Stored dataset items:

------------

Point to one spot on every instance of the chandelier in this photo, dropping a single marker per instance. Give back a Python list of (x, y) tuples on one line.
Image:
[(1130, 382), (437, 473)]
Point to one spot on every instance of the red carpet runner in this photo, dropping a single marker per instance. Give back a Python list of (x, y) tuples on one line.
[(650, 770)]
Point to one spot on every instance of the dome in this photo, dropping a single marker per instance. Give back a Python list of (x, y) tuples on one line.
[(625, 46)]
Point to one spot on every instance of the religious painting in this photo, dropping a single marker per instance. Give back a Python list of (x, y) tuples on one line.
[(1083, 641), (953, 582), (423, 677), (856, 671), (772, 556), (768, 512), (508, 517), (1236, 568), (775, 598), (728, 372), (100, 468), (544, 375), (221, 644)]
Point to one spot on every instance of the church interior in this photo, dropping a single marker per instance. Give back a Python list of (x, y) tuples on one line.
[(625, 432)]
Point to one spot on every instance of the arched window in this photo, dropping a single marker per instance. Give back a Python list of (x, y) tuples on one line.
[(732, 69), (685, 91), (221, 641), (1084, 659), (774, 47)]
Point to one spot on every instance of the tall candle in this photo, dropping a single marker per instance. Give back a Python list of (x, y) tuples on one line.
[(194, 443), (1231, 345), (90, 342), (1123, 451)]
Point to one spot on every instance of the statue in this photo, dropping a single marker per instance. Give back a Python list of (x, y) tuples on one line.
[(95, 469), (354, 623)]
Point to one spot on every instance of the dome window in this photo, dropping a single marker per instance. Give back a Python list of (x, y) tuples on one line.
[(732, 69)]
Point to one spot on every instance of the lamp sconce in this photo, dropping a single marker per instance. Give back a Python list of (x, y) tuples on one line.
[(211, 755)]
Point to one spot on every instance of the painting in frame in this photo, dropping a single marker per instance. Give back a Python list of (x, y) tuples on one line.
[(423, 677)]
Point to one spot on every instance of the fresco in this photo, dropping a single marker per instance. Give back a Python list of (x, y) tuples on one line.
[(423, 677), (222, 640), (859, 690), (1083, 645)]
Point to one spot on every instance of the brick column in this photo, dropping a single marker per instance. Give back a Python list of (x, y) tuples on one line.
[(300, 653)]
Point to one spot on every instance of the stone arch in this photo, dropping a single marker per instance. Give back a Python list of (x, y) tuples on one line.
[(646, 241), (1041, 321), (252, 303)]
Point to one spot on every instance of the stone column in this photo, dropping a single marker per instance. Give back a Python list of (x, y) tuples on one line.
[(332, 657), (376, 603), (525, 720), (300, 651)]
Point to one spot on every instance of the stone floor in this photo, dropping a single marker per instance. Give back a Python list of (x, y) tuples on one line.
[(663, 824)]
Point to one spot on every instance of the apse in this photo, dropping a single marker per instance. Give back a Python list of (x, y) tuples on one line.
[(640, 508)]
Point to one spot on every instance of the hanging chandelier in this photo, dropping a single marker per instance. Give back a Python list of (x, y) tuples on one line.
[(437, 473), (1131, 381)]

------------

WORK TO COMPLETE:
Every entry must be output again exactly as it was given.

SOLUTION FOR THIS TASK:
Point to one spot on every instance of the chandelier in this photo, dropping a single marker per instance. Give back a Python list of (x, y) tuples on one line.
Image:
[(1130, 382), (437, 473)]
Point to one spot on every instance of the red carpet runner in this photo, dropping a single marker per instance. Give back a Python list of (x, y) tuples on one line.
[(650, 770)]
Point to one spot on every instance of the dome in this photo, dropping a single marker per instance. Give back a Python list of (x, y) tuples on one line.
[(625, 46)]
Point to one spot on every instance of the religious painting in this photo, dropping a single marker per instance. Give back a Python list of (x, y) tuples on one line.
[(1083, 641), (953, 582), (423, 677), (856, 671), (772, 556), (768, 512), (508, 517), (1236, 568), (775, 598), (728, 372), (100, 468), (544, 375), (221, 644)]
Point to one spot on every instance of the church interior in this photo, dropping a single marker per instance. Give back a Python list of (x, y) tuples on one line.
[(625, 432)]
Point to one spot on every instance of the arched window in this photo, dropping a single marker per instance. Give back a Python list of (x, y) tuples on one line.
[(732, 69), (685, 91), (221, 641), (1084, 659), (774, 47)]
Point to one spot on every instance of the tall candle in this photo, dropping a single marker per instance. Give back a Python list of (x, y) tuples on one line.
[(194, 443), (1231, 345), (90, 342), (1123, 451)]
Point to one spot on every instance of the statue in this photo, dropping a single marker per instance. Give back a Python list of (x, y) tuples on one line.
[(95, 469), (354, 623)]
Point to one spot on every instance of the dome window in this photo, dropping a single marker per instance. Give back a Python list of (x, y) tuples on one line.
[(732, 69)]
Point to one spot on every instance of the lamp sconce in this photo, dropping a single marker per instance. Give back a Python list of (x, y) tuples on one line.
[(211, 755)]
Point to one spot on every instance of the painting in frame in this photo, dropping a single marker per instance. Give back a Python list of (x, y) tuples on one line.
[(423, 677)]
Point to one spot on every instance of the fresco in this photo, dropping a single marker per instance. Give back a Python list of (x, y) tuples on one line.
[(423, 677), (222, 640), (859, 690), (1083, 645)]
Point to one spot on every instance of the brick column in this photo, dropping a single marker per instance. Give back a Python list of (x, y) tuples on one line.
[(300, 653)]
Point to one spot on every instance of the stone arch in this photo, dropping a single marker per instance. Give back a Python list of (x, y) tuples on one line.
[(646, 241), (1041, 321), (252, 303)]
Point to one spot on every instance of the stone column in this photo, dropping a single marker per instance. Give back a Python list of (x, y) tuples on one line.
[(332, 657), (376, 603), (525, 720), (300, 651)]
Point to one spot on every instance of the stone floor in this photo, dropping a single marker per instance. Give back a Python list of (x, y) tuples on one line.
[(663, 824)]
Point to one spot on every instance of the apse in this photo, dropping a single marker per instance. Give back a Python list of (x, y) tuples on one line.
[(640, 508)]
Point to one spot on every instance of the hanging chandelier in this photo, dropping a single marker per instance. Give back a Python list of (x, y) tuples on one line.
[(437, 473), (1131, 381)]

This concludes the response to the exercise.